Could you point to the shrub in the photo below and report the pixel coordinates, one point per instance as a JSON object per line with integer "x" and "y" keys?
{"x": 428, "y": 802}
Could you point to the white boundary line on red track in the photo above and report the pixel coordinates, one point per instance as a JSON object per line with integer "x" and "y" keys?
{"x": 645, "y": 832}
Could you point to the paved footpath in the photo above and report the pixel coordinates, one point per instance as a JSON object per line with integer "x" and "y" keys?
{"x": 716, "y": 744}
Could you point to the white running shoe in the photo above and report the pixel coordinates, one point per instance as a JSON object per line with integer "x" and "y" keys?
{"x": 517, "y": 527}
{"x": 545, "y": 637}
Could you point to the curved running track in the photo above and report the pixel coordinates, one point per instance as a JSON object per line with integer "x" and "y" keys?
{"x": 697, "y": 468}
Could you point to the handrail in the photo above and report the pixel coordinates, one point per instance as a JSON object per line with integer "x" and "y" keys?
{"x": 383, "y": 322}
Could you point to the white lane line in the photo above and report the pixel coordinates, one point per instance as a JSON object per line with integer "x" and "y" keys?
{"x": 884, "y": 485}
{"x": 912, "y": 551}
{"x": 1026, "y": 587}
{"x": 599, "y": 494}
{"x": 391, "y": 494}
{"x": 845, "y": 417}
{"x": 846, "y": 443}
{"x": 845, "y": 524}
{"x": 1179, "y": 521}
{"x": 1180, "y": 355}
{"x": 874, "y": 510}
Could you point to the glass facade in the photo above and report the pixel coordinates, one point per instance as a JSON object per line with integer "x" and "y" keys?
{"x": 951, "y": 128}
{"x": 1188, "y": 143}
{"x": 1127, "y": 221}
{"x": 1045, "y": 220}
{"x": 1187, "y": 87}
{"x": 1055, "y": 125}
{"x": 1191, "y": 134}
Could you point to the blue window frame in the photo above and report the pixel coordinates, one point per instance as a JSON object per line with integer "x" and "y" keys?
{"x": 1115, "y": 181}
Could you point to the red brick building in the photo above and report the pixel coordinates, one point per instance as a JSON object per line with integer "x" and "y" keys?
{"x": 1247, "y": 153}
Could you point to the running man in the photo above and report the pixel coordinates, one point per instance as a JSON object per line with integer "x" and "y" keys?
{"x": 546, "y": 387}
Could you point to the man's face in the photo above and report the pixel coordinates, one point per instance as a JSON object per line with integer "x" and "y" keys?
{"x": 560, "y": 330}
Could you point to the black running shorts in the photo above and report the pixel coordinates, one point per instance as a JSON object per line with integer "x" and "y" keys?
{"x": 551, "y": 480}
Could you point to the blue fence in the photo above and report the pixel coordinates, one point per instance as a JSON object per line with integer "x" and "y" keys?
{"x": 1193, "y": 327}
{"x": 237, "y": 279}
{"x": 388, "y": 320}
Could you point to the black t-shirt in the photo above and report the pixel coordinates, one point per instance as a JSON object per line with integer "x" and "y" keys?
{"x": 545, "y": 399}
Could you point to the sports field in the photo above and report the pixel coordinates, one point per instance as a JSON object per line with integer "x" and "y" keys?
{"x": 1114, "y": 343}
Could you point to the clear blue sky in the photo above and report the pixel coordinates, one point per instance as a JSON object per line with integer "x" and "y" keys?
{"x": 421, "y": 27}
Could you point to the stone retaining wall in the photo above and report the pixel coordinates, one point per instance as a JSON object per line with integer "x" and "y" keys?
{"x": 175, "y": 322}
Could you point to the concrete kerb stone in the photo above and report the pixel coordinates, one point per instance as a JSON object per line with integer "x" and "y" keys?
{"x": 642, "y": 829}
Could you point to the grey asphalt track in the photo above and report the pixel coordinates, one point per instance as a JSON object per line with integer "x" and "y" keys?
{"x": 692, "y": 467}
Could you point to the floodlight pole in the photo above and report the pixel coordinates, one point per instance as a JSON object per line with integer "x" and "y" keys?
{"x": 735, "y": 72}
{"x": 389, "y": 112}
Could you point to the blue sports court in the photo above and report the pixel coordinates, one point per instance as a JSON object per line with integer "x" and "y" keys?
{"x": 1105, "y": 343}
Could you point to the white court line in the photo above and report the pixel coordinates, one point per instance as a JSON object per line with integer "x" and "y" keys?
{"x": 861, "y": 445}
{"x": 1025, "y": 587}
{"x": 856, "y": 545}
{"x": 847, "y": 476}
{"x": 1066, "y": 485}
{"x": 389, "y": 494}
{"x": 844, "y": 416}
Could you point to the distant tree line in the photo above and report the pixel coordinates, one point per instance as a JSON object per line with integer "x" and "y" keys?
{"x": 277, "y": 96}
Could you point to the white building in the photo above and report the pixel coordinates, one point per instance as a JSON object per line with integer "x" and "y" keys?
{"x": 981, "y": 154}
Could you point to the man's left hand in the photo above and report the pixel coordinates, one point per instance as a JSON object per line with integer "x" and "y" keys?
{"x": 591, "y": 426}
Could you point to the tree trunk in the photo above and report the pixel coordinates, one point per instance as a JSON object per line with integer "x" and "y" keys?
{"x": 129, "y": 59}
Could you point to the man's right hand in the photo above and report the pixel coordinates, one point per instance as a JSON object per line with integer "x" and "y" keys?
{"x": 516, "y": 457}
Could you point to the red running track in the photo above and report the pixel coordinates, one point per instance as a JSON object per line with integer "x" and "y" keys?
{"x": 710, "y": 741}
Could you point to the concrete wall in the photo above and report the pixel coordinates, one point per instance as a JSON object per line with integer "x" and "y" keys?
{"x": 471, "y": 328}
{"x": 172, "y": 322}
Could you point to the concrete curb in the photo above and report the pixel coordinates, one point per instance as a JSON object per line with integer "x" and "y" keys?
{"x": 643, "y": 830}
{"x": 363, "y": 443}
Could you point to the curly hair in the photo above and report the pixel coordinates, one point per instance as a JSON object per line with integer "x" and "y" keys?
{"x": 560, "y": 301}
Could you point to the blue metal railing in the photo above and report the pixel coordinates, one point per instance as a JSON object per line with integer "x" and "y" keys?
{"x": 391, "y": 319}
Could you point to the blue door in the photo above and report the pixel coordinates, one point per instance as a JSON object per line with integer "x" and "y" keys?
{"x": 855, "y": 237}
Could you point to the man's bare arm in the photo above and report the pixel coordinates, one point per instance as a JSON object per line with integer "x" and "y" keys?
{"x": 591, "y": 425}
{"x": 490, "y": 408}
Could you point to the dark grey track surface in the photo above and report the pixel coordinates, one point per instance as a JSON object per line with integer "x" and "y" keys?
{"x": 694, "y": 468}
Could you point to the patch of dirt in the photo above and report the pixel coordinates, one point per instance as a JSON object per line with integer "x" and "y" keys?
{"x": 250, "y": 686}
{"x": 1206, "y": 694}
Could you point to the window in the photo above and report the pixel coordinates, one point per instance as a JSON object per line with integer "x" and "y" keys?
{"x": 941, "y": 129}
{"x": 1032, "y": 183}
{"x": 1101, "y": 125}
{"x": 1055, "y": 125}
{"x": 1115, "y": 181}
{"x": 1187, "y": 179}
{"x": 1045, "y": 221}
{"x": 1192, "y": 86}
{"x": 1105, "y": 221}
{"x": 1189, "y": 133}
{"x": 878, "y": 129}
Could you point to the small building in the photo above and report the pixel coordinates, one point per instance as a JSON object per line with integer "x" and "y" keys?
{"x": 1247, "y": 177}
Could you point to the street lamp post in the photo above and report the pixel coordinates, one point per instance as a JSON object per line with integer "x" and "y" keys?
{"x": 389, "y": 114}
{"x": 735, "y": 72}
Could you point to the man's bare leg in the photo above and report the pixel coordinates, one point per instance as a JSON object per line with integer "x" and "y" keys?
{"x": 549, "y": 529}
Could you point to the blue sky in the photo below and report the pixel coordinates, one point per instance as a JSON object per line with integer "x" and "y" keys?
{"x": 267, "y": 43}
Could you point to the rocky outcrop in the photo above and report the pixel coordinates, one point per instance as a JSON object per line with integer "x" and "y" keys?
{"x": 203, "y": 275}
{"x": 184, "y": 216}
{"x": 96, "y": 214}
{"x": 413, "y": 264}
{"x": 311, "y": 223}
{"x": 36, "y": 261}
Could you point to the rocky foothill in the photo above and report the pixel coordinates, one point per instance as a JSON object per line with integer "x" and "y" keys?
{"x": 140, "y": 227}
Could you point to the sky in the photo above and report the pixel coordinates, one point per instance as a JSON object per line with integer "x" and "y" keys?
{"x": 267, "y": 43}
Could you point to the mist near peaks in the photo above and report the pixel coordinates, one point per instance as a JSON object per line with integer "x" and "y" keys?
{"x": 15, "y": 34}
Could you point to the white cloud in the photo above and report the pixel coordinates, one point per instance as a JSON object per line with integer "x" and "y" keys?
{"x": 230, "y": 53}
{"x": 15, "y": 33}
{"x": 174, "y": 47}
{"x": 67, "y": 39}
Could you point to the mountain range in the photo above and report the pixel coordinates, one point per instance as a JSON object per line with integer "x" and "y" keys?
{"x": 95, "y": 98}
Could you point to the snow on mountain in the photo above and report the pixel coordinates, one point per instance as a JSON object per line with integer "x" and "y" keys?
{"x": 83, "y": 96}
------
_Written problem_
Convert the lines from the one containing "Could you point to the snow" through the end of the rows into a numbered list, leaving out any blank lines.

_Reply_
1. Could you point to the snow on mountain in the photo above and report the pixel coordinates, one point per instance as a JSON object per line with integer "x" and "y" keys?
2. {"x": 83, "y": 96}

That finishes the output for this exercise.